(Collected data)
*** Block opens ***
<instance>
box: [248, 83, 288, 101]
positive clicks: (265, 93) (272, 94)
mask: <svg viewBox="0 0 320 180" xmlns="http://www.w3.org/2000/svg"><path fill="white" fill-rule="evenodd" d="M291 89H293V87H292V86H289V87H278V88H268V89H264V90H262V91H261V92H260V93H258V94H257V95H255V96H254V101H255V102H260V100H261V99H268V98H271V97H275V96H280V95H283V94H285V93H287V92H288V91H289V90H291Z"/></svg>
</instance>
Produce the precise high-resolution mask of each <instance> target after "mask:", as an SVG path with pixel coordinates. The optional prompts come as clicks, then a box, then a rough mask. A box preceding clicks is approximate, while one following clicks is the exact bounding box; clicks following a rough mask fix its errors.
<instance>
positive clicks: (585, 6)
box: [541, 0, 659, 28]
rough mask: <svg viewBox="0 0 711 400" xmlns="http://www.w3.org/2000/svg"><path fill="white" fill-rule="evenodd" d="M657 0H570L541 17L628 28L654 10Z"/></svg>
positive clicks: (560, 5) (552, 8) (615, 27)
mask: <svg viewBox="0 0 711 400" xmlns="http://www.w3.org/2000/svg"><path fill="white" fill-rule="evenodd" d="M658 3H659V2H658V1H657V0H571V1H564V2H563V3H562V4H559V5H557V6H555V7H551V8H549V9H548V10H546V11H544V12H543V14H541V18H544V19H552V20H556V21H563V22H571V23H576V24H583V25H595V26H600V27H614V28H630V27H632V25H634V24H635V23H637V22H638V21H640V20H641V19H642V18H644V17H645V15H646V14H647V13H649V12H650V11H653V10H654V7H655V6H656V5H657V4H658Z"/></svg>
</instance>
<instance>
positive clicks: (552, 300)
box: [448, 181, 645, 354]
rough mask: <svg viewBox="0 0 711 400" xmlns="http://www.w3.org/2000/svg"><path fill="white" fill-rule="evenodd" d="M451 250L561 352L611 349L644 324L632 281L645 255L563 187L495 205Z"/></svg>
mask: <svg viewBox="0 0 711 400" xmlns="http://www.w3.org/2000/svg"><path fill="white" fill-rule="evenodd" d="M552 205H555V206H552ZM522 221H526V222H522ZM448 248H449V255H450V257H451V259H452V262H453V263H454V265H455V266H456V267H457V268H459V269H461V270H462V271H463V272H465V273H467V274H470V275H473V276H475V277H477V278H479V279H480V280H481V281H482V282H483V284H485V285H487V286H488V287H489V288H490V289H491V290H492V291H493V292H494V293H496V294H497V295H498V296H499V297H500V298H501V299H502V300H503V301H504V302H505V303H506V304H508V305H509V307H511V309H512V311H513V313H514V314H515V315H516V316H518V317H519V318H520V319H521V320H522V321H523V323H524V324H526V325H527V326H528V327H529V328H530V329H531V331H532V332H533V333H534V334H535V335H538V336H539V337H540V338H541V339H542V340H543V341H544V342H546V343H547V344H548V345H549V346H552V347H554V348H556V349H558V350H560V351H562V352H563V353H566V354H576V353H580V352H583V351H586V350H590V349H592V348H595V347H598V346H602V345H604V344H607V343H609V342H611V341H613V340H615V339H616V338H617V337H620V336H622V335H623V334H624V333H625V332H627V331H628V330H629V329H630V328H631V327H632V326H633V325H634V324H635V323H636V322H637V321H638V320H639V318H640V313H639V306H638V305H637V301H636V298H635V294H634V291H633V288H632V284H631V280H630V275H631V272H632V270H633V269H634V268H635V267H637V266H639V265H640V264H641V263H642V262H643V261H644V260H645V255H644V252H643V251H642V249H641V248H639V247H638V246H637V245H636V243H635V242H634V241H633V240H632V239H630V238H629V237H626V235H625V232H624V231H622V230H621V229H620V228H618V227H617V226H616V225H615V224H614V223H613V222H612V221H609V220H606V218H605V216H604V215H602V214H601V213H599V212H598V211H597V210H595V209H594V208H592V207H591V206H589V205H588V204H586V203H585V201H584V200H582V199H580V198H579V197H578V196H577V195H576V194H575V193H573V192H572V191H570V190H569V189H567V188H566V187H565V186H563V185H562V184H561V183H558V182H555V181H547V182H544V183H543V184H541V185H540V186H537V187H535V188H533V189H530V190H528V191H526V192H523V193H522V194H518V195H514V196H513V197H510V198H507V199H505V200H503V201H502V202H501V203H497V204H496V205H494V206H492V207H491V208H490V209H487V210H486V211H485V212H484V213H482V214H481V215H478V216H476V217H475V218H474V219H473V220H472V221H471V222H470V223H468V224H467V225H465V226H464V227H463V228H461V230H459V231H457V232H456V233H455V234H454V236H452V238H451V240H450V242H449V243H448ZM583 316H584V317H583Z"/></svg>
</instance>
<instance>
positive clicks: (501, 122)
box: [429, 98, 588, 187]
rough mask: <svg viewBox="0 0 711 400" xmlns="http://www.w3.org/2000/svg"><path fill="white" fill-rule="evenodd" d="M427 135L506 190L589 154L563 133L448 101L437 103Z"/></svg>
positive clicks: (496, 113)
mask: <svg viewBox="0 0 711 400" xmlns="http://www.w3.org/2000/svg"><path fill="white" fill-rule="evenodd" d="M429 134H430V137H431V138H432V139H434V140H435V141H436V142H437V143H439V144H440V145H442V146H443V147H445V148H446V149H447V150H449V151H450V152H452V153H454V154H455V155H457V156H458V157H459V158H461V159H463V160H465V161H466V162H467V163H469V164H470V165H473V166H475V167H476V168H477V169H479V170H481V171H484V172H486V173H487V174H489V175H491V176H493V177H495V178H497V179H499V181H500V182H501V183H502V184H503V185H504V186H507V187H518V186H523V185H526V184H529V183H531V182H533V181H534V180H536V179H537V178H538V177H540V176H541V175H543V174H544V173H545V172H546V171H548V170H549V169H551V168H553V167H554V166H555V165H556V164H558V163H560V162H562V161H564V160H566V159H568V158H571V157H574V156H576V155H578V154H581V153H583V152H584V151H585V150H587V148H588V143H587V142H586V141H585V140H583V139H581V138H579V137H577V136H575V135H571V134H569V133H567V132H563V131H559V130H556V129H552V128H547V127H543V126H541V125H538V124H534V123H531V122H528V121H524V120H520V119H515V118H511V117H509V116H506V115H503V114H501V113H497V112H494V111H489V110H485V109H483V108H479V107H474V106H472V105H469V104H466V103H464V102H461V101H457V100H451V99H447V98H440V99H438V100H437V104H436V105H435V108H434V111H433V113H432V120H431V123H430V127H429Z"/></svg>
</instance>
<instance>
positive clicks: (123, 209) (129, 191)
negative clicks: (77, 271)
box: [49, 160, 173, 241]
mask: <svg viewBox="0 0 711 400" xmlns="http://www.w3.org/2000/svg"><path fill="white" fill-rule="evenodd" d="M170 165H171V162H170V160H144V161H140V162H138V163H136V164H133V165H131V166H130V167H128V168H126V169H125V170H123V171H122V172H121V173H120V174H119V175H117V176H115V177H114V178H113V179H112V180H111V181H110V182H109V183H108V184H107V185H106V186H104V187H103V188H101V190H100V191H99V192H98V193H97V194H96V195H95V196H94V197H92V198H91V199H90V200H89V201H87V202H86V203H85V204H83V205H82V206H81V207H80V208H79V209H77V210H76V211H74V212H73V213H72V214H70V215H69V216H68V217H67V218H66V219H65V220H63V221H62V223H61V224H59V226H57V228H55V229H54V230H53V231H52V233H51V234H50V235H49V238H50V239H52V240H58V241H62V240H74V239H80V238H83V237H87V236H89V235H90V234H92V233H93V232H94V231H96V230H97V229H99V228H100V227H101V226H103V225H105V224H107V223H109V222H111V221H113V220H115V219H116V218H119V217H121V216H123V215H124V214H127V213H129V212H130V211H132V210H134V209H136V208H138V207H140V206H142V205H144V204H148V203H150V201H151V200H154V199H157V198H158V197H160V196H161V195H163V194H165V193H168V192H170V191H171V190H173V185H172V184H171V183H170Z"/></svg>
*** Block closes ***
Express every line of the material above as a JSON list of strings, one string per line, with blank lines omitted.

[
  "<instance>",
  "box: [248, 83, 288, 101]",
  "positive clicks: (265, 93) (272, 94)",
  "mask: <svg viewBox=\"0 0 320 180\" xmlns=\"http://www.w3.org/2000/svg\"><path fill=\"white\" fill-rule=\"evenodd\" d=\"M291 89H293V87H292V86H289V87H278V88H268V89H264V90H262V91H261V92H260V93H258V94H257V95H255V96H254V101H255V102H260V100H261V99H268V98H271V97H275V96H280V95H283V94H285V93H287V92H288V91H289V90H291Z\"/></svg>",
  "</instance>",
  "Produce the precise high-resolution mask of each <instance> target after \"mask:\", as an SVG path with pixel coordinates. The optional prompts come as clicks, then a box, then a rough mask. A box preceding clicks is approximate, while one following clicks is the exact bounding box; clicks following a rough mask fix its errors.",
  "<instance>",
  "positive clicks: (585, 6)",
  "box: [541, 0, 659, 28]",
  "rough mask: <svg viewBox=\"0 0 711 400\" xmlns=\"http://www.w3.org/2000/svg\"><path fill=\"white\" fill-rule=\"evenodd\" d=\"M657 0H570L541 17L628 28L654 10Z\"/></svg>",
  "positive clicks: (560, 5) (552, 8) (615, 27)",
  "mask: <svg viewBox=\"0 0 711 400\" xmlns=\"http://www.w3.org/2000/svg\"><path fill=\"white\" fill-rule=\"evenodd\" d=\"M658 3H659V2H658V1H657V0H571V1H564V2H563V3H562V4H559V5H557V6H555V7H551V8H549V9H548V10H546V11H544V12H543V14H541V18H544V19H552V20H556V21H563V22H571V23H576V24H583V25H595V26H600V27H614V28H630V27H632V25H634V24H635V23H637V22H638V21H640V20H641V19H642V18H644V17H645V15H646V14H647V13H649V12H650V11H653V10H654V7H655V6H656V5H657V4H658Z\"/></svg>",
  "</instance>",
  "<instance>",
  "positive clicks: (552, 300)",
  "box: [448, 181, 645, 354]",
  "rough mask: <svg viewBox=\"0 0 711 400\" xmlns=\"http://www.w3.org/2000/svg\"><path fill=\"white\" fill-rule=\"evenodd\" d=\"M451 250L561 352L611 349L644 324L632 281L645 255L563 187L495 205Z\"/></svg>",
  "mask: <svg viewBox=\"0 0 711 400\" xmlns=\"http://www.w3.org/2000/svg\"><path fill=\"white\" fill-rule=\"evenodd\" d=\"M552 205H555V206H552ZM522 221H526V222H522ZM448 248H449V255H450V257H451V259H452V262H453V263H454V265H455V266H456V267H457V268H459V269H461V270H462V271H463V272H465V273H467V274H470V275H473V276H475V277H477V278H479V279H480V280H481V281H482V282H483V284H485V285H487V286H488V287H489V288H490V289H491V290H492V291H493V292H494V293H496V294H497V295H498V296H499V297H500V298H501V299H502V300H503V301H504V302H505V303H506V304H508V305H509V307H511V309H512V311H513V313H514V314H515V315H516V316H518V317H519V318H520V319H521V320H522V321H523V323H524V324H526V325H527V326H528V327H529V328H530V329H531V331H532V332H533V333H534V334H535V335H538V336H539V337H540V338H541V339H542V340H543V341H544V342H546V343H547V344H548V345H549V346H552V347H554V348H556V349H558V350H560V351H562V352H563V353H566V354H576V353H580V352H583V351H586V350H590V349H592V348H595V347H598V346H602V345H604V344H607V343H609V342H611V341H613V340H615V339H616V338H617V337H620V336H622V335H623V334H624V333H625V332H627V331H628V330H629V329H630V328H631V327H632V326H633V325H634V324H635V323H636V322H637V321H638V320H639V318H640V313H639V306H638V305H637V301H636V298H635V294H634V291H633V288H632V284H631V280H630V275H631V272H632V270H633V269H634V268H635V267H637V266H639V265H640V264H641V263H642V262H643V261H644V260H645V255H644V252H643V251H642V249H641V248H639V247H638V246H637V245H636V243H635V242H634V241H633V240H632V239H630V238H629V237H626V235H625V232H624V231H622V230H621V229H620V228H618V227H617V226H616V225H615V224H614V223H613V222H612V221H609V220H606V218H605V216H604V215H602V214H601V213H599V212H598V211H597V210H595V209H594V208H592V207H591V206H589V205H588V204H586V203H585V201H584V200H582V199H580V198H579V197H578V196H577V195H576V194H575V193H573V192H572V191H570V190H569V189H567V188H566V187H565V186H563V185H562V184H561V183H558V182H555V181H547V182H544V183H543V184H541V185H540V186H537V187H535V188H533V189H530V190H528V191H526V192H523V193H522V194H518V195H514V196H513V197H510V198H507V199H505V200H503V201H502V202H501V203H497V204H496V205H494V206H492V207H491V208H490V209H487V210H486V211H485V212H484V213H482V214H481V215H478V216H476V217H475V218H474V219H473V220H472V221H471V222H470V223H468V224H467V225H465V226H464V227H463V228H461V230H459V231H457V232H456V233H455V234H454V236H452V238H451V240H450V242H449V243H448ZM583 316H584V317H583Z\"/></svg>",
  "</instance>",
  "<instance>",
  "positive clicks: (501, 122)",
  "box: [429, 98, 588, 187]",
  "rough mask: <svg viewBox=\"0 0 711 400\" xmlns=\"http://www.w3.org/2000/svg\"><path fill=\"white\" fill-rule=\"evenodd\" d=\"M427 135L506 190L589 154L563 133L448 101L437 103Z\"/></svg>",
  "positive clicks: (496, 113)",
  "mask: <svg viewBox=\"0 0 711 400\" xmlns=\"http://www.w3.org/2000/svg\"><path fill=\"white\" fill-rule=\"evenodd\" d=\"M429 134H430V137H431V138H432V139H434V140H435V141H436V142H437V143H439V144H440V145H442V146H443V147H445V148H446V149H447V150H449V151H450V152H452V153H454V154H455V155H457V156H458V157H459V158H461V159H463V160H465V161H466V162H467V163H469V164H470V165H473V166H475V167H476V168H477V169H479V170H481V171H484V172H486V173H487V174H489V175H491V176H493V177H495V178H497V179H499V181H500V182H501V183H502V184H503V185H504V186H507V187H518V186H523V185H526V184H529V183H531V182H533V181H534V180H536V179H537V178H538V177H540V176H541V175H543V174H544V173H545V172H546V171H548V170H549V169H551V168H553V167H554V166H555V165H556V164H558V163H560V162H562V161H564V160H566V159H568V158H571V157H574V156H576V155H578V154H581V153H583V152H584V151H585V150H587V148H588V143H587V142H586V141H585V140H583V139H581V138H579V137H577V136H575V135H571V134H569V133H567V132H563V131H559V130H556V129H552V128H547V127H543V126H541V125H538V124H534V123H531V122H528V121H524V120H520V119H515V118H511V117H509V116H506V115H503V114H501V113H497V112H494V111H489V110H485V109H483V108H479V107H474V106H472V105H469V104H466V103H464V102H461V101H457V100H451V99H447V98H440V99H438V100H437V104H436V105H435V108H434V111H433V113H432V120H431V123H430V127H429Z\"/></svg>",
  "</instance>",
  "<instance>",
  "positive clicks: (123, 209) (129, 191)",
  "negative clicks: (77, 271)",
  "box: [49, 160, 173, 241]",
  "mask: <svg viewBox=\"0 0 711 400\" xmlns=\"http://www.w3.org/2000/svg\"><path fill=\"white\" fill-rule=\"evenodd\" d=\"M170 165H171V162H170V160H144V161H140V162H138V163H136V164H133V165H131V166H130V167H128V168H126V169H125V170H123V171H122V172H121V173H120V174H119V175H117V176H115V177H114V178H113V179H112V180H111V181H110V182H109V183H108V184H107V185H106V186H104V187H103V188H101V190H100V191H99V192H98V193H97V194H96V195H95V196H94V197H92V198H91V199H90V200H89V201H87V202H86V203H85V204H83V205H82V206H81V207H80V208H79V209H77V210H76V211H74V212H73V213H72V214H70V215H69V216H68V217H67V218H66V219H65V220H63V221H62V223H61V224H59V226H57V228H55V229H54V230H53V231H52V233H51V234H50V235H49V238H50V239H52V240H58V241H62V240H74V239H80V238H83V237H87V236H89V235H90V234H92V233H93V232H94V231H96V230H97V229H99V228H100V227H101V226H103V225H105V224H107V223H109V222H111V221H113V220H115V219H116V218H119V217H121V216H123V215H124V214H127V213H129V212H130V211H132V210H134V209H136V208H138V207H140V206H142V205H144V204H148V203H150V201H151V200H154V199H157V198H158V197H160V196H161V195H163V194H165V193H168V192H170V191H171V190H173V185H172V184H171V183H170Z\"/></svg>"
]